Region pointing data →
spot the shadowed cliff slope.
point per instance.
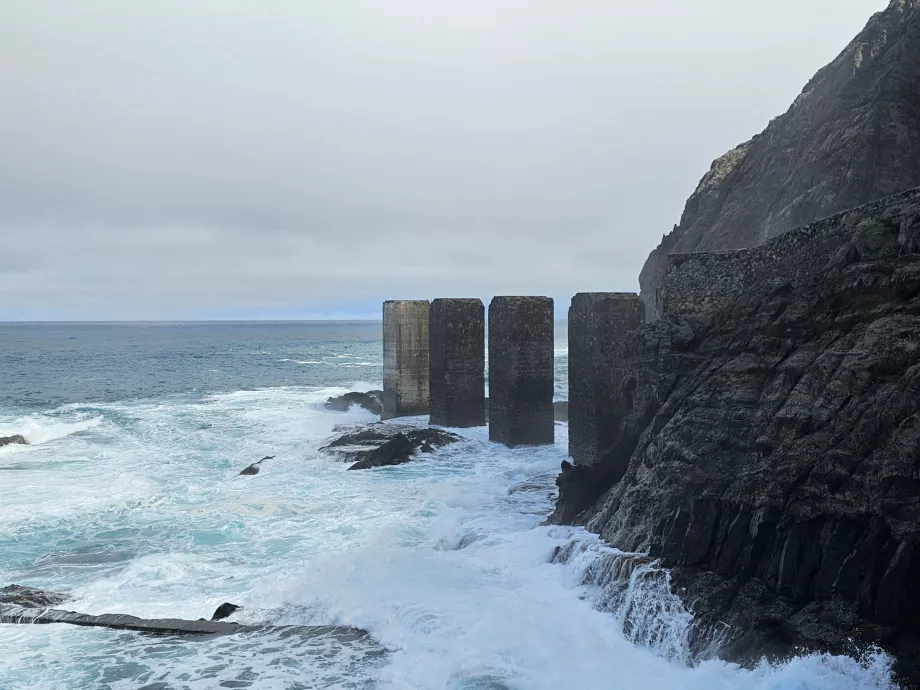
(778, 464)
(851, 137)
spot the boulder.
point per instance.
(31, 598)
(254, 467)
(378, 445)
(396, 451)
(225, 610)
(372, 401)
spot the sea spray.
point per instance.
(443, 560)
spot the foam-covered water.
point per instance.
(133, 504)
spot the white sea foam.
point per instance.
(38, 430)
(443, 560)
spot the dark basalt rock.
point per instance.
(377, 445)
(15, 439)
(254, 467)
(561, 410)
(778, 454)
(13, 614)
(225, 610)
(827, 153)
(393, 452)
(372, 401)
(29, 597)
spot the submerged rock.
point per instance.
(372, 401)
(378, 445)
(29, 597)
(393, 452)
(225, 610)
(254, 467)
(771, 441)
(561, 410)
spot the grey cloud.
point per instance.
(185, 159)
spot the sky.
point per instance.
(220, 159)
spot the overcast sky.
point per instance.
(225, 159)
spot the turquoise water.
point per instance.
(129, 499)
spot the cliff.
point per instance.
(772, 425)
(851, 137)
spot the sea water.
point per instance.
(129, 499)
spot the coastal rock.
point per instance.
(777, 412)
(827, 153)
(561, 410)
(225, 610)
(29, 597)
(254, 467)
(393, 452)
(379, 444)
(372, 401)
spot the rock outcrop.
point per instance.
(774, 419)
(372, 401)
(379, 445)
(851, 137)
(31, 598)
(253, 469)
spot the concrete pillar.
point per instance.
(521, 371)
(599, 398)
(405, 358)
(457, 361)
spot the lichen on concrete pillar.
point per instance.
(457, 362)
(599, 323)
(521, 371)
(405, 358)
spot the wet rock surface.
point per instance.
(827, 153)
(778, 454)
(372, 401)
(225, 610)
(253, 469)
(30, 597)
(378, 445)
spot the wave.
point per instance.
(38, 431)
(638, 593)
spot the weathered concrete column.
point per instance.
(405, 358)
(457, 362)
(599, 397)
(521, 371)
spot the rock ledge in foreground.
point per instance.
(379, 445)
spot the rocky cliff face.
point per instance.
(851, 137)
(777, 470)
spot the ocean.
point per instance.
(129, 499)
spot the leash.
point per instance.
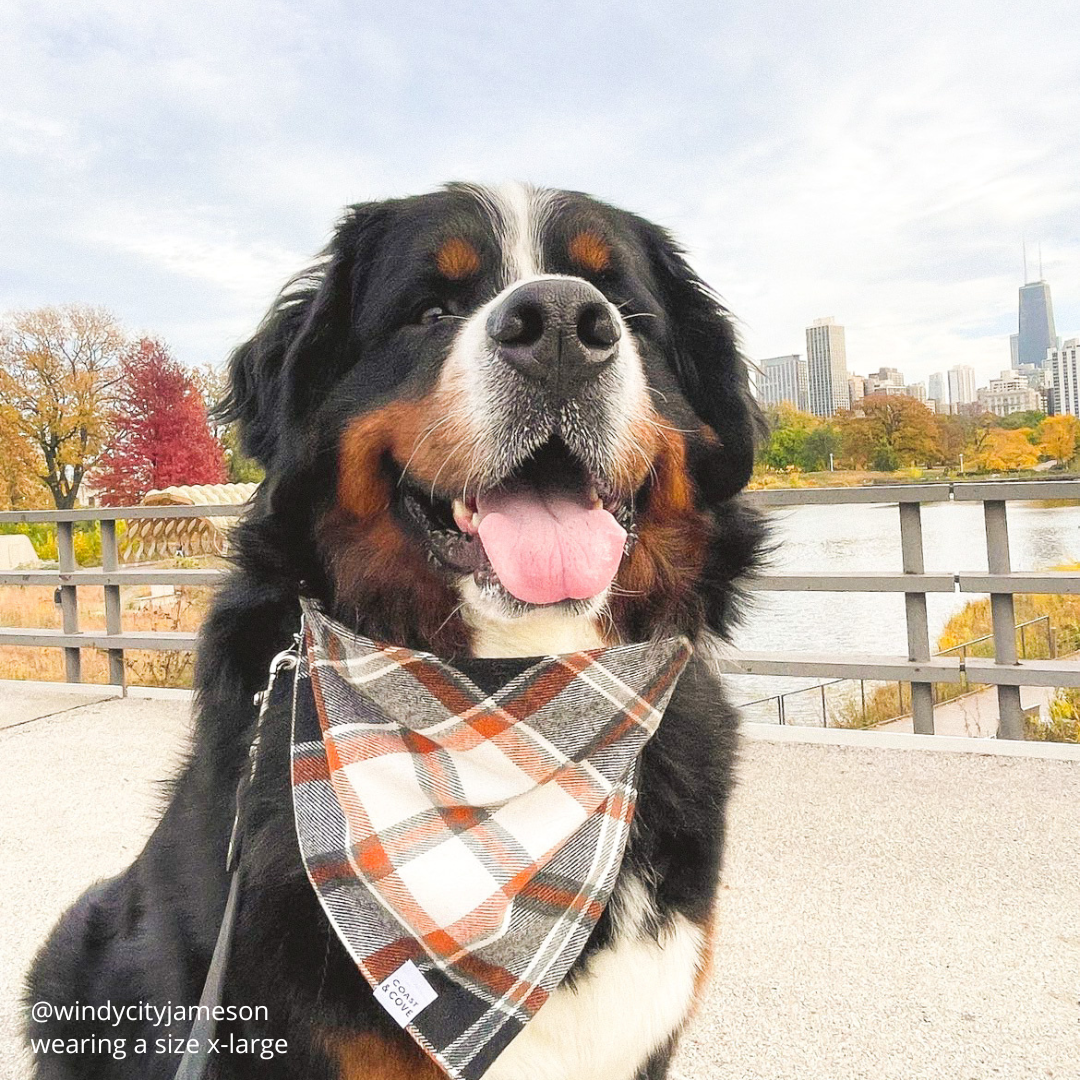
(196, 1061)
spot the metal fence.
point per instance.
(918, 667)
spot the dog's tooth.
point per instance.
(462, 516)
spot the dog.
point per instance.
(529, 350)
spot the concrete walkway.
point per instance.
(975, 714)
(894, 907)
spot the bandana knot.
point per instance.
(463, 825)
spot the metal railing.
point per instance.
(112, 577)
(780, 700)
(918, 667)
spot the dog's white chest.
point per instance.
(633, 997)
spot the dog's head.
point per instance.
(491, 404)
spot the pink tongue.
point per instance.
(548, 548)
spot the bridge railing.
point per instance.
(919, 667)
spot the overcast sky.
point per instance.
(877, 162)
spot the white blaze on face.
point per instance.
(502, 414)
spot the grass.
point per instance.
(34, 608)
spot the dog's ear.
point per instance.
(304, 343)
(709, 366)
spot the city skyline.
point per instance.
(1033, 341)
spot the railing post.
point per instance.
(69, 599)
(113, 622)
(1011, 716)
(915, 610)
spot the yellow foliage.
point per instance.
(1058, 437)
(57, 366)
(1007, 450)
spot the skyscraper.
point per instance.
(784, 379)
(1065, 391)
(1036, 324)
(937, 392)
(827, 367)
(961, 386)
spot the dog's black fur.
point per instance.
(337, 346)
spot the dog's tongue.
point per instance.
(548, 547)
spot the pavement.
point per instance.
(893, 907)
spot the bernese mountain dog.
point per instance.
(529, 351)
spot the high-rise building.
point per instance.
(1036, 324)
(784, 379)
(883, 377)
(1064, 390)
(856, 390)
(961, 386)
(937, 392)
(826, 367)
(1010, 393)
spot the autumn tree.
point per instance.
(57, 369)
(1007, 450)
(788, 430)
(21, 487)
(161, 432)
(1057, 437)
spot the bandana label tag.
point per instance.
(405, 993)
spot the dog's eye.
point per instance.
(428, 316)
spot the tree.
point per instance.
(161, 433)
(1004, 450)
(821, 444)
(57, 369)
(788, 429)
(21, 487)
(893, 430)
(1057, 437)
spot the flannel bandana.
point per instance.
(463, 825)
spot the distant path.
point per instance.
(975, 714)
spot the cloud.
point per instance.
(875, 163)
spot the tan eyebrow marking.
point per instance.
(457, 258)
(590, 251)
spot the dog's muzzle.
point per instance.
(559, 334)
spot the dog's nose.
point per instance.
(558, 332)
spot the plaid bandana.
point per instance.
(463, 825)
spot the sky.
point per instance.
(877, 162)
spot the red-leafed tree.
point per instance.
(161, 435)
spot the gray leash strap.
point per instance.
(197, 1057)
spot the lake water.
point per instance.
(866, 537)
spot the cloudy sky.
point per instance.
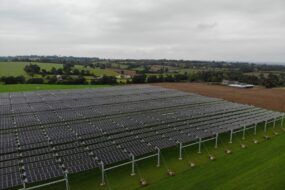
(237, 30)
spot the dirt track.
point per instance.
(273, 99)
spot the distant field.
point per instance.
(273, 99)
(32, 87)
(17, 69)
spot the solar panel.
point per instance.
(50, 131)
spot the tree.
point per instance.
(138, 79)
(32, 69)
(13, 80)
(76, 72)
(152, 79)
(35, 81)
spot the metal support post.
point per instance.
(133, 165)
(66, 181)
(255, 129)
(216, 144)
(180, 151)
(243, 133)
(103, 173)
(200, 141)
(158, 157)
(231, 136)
--
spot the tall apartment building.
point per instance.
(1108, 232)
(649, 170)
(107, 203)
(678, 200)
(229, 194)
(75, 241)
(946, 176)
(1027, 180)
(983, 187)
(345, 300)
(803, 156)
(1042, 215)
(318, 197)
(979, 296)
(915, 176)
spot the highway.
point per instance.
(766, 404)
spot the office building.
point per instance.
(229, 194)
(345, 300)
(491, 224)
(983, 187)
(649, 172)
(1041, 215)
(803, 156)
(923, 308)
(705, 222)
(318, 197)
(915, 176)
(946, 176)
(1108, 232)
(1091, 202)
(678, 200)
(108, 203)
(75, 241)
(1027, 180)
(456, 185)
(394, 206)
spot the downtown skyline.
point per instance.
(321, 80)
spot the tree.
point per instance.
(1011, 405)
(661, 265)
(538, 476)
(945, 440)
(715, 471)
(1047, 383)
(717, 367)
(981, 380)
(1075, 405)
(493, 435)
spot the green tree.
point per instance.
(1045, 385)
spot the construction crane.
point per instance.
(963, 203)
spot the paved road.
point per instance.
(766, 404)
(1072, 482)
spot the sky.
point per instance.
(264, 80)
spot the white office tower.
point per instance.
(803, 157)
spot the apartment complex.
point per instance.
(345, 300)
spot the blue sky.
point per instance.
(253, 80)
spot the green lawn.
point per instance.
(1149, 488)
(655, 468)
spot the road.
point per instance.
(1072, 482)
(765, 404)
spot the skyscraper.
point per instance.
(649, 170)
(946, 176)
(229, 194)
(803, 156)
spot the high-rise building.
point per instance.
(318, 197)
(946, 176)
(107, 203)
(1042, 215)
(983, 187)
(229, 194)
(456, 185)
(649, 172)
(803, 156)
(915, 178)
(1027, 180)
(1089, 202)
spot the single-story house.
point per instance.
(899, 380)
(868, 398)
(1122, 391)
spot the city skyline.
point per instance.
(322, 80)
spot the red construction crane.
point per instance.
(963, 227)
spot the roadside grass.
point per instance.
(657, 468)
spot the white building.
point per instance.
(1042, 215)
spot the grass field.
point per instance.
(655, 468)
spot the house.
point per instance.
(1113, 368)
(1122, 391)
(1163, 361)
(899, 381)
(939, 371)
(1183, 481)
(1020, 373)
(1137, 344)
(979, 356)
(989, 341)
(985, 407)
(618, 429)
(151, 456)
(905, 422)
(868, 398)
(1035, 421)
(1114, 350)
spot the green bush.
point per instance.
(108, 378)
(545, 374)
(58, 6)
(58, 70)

Instructions for the task → The answer is to be one number: the count of lines in the entries containing the string "concrete".

Exercise result → 4